» **EXERCISE GOAL**
Each line in the listing below that contains "form" should be returned.

» **DATA FOR ANALYSIS**

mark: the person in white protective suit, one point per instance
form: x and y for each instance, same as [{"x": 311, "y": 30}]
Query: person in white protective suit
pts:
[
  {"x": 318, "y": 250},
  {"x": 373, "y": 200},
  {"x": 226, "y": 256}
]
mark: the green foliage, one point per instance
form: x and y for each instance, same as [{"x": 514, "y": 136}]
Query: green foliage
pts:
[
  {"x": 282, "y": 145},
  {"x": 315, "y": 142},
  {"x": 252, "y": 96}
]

» **FINISHED TASK**
form: x and y for each instance, same as [{"x": 311, "y": 30}]
form: x and y for each instance, same as [{"x": 514, "y": 136}]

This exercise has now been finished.